• **What you will do**
Quote the listing below in its entirety, omitting every image.

• **Records shown**
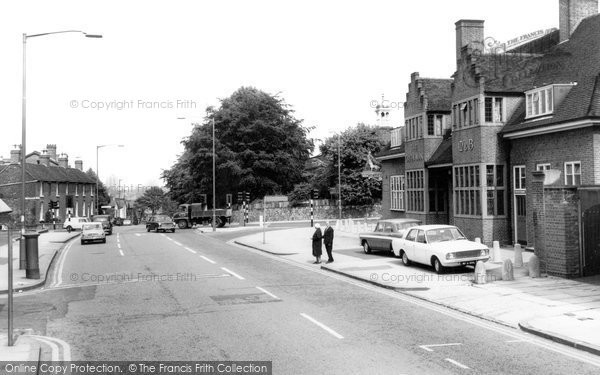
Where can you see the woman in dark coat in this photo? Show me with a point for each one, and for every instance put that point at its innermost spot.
(317, 243)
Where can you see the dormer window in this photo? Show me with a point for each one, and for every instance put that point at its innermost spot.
(540, 102)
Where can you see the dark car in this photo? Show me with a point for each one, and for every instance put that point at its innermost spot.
(106, 222)
(160, 223)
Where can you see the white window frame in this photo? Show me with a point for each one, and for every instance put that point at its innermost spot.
(397, 201)
(517, 182)
(542, 167)
(539, 102)
(572, 165)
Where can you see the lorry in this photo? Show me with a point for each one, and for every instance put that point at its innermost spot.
(197, 213)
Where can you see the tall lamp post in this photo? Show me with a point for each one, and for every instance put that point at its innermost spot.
(98, 173)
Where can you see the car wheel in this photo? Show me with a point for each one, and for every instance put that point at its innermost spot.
(405, 259)
(437, 265)
(366, 247)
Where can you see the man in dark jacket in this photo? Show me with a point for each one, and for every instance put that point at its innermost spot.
(328, 241)
(317, 243)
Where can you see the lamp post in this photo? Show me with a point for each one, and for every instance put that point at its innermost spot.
(98, 173)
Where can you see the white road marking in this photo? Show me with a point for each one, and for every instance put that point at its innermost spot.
(232, 273)
(428, 347)
(53, 347)
(507, 331)
(457, 363)
(62, 264)
(53, 342)
(332, 332)
(208, 260)
(267, 292)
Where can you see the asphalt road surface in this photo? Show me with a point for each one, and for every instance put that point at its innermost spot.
(191, 296)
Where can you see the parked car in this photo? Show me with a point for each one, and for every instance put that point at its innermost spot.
(384, 234)
(106, 222)
(160, 223)
(440, 246)
(75, 223)
(91, 232)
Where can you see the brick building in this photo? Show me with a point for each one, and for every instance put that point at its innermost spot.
(49, 178)
(469, 159)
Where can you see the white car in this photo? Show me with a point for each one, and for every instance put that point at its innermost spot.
(75, 223)
(91, 232)
(440, 246)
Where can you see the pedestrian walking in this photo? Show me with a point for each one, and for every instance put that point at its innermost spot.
(317, 243)
(328, 241)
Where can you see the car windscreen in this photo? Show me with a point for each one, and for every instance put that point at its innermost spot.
(444, 234)
(92, 226)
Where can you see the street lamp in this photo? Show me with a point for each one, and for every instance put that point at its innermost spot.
(98, 173)
(24, 112)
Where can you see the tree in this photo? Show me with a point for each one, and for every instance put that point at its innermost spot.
(356, 143)
(260, 147)
(103, 196)
(153, 199)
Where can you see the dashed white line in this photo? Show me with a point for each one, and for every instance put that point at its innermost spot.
(457, 363)
(208, 260)
(267, 292)
(232, 273)
(428, 347)
(332, 332)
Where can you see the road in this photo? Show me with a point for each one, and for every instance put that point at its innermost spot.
(193, 296)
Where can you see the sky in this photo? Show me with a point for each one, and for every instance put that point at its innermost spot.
(161, 63)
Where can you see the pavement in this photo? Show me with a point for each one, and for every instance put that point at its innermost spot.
(562, 310)
(49, 244)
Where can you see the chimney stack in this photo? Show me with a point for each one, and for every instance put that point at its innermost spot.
(45, 158)
(52, 151)
(572, 12)
(63, 161)
(15, 154)
(468, 32)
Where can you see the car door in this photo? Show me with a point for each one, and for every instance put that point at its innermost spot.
(409, 243)
(420, 248)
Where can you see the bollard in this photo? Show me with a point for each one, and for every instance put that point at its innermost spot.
(534, 266)
(31, 248)
(496, 253)
(507, 270)
(518, 256)
(480, 274)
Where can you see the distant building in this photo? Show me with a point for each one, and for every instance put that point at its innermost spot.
(49, 178)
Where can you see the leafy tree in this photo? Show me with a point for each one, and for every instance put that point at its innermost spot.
(103, 196)
(260, 147)
(356, 143)
(153, 199)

• **Exercise solution**
Where can you see the woman in dark coat in this photo? Show me with a point for each one, and for every instance put that point at its innermost spot.
(317, 243)
Where can you see the dormer window in this photo? Show me with a point for each one, and for every instance put that point at its innermost spot.
(540, 102)
Where can you see the dark car in this photo? Show me with a point for each one, and for every instance put that point at its innermost spot.
(106, 222)
(160, 223)
Where can you see the white window frame in this photo? Show me with a point for each one, and for every instance put that point at its innermost spot.
(397, 201)
(517, 182)
(542, 167)
(539, 102)
(572, 165)
Where can you see the lorry in this photo? Show me with a point for each one, and for every instance put that point at its innermost spot.
(197, 213)
Where can you see the tall lamp post in this photo? Show me with a point for each one, and for every instance put that point at its innermost spot.
(98, 173)
Where can you see the car wheel in this photo? Show me with a point for each one, and for every instance put that point at its innermost spot.
(405, 259)
(437, 265)
(366, 247)
Where can you see the man in dark jacket in this photo? Show me with a point for each one, and for every instance put that point at its innermost spot.
(328, 241)
(317, 243)
Where can you see the lamp post in this photo? Show me with a point for each one, and for every instance put that point at its innermost spot.
(98, 173)
Where can you see the white road marking in this photo? Show me with a point for each one, and for every instance put that point at its innermost spot.
(232, 273)
(428, 347)
(53, 347)
(507, 331)
(457, 363)
(62, 264)
(53, 342)
(332, 332)
(208, 260)
(267, 292)
Where can you see the asphalt road surface in this photo? Show me with a point for each one, and for every instance put that point at its innermost spot.
(191, 296)
Where can you see the parked car in this photo? Show me with a point for each one, and for every instance put that point at its innermost spot.
(384, 234)
(106, 222)
(160, 223)
(440, 246)
(75, 223)
(91, 232)
Where can you see the brick building in this photo? Show me with a point for each one, and for every instance put that point at its innermost spot.
(49, 178)
(469, 159)
Where can you see the white car in this photo? Show me with a point for each one, and for every instance put that point at its innermost spot.
(75, 223)
(91, 232)
(440, 246)
Where can you see the pedestrian walking in this photo? Show me with a point for each one, and for every instance put that point at its innermost spot.
(317, 243)
(328, 241)
Where can you see the car windscreen in this photo? Show me with a point for each one, and for every instance put that point at its innermost spot.
(444, 234)
(92, 226)
Where can you see the street lamp in this photo? Show me with a point for each one, and for every instance put that point at its innermost spot.
(98, 173)
(24, 112)
Where can you see the tree in this photo? Show me with a point for each one, and for every instance put that point at its innermost spot.
(356, 143)
(260, 147)
(103, 196)
(153, 199)
Where can you see the dashed white line in this photo? Show me with a point for each one, and for every instance put that point at its innermost spot.
(457, 363)
(208, 260)
(267, 292)
(232, 273)
(428, 347)
(332, 332)
Where can you see the road in this photo? Show me with a point for each one, and for every instance put that point at its innermost spot.
(193, 296)
Where can you see the sky in this photo? Show me with a point for each one, and for every instance put that point at its innermost spot.
(161, 63)
Where can you see the pavement in this photo? Show me with a point for each one, and for every instance put that point at its innermost spot.
(562, 310)
(49, 244)
Where can you see the chimney stack in this photo? Show me with a point for each one, and for every instance put that point at its innermost spot.
(45, 158)
(52, 151)
(572, 12)
(63, 161)
(15, 154)
(468, 32)
Where can you see the car door in this photo? Show me with a point for each one, and for every instance put that point at its innermost spot.
(409, 243)
(420, 248)
Where can you see the bollard in this photo? Show me with a point for each one, and for every instance put that point at its innermost spot.
(534, 266)
(31, 248)
(496, 253)
(507, 270)
(518, 256)
(480, 274)
Where can you see the distant building in this photo? Show me with a point for each one, and for every instance put that point at its innermost spot.
(49, 178)
Where can you see the leafy tree in this photo? Show me with a point for each one, and for every instance put that point at its innermost spot.
(103, 196)
(260, 147)
(356, 143)
(153, 199)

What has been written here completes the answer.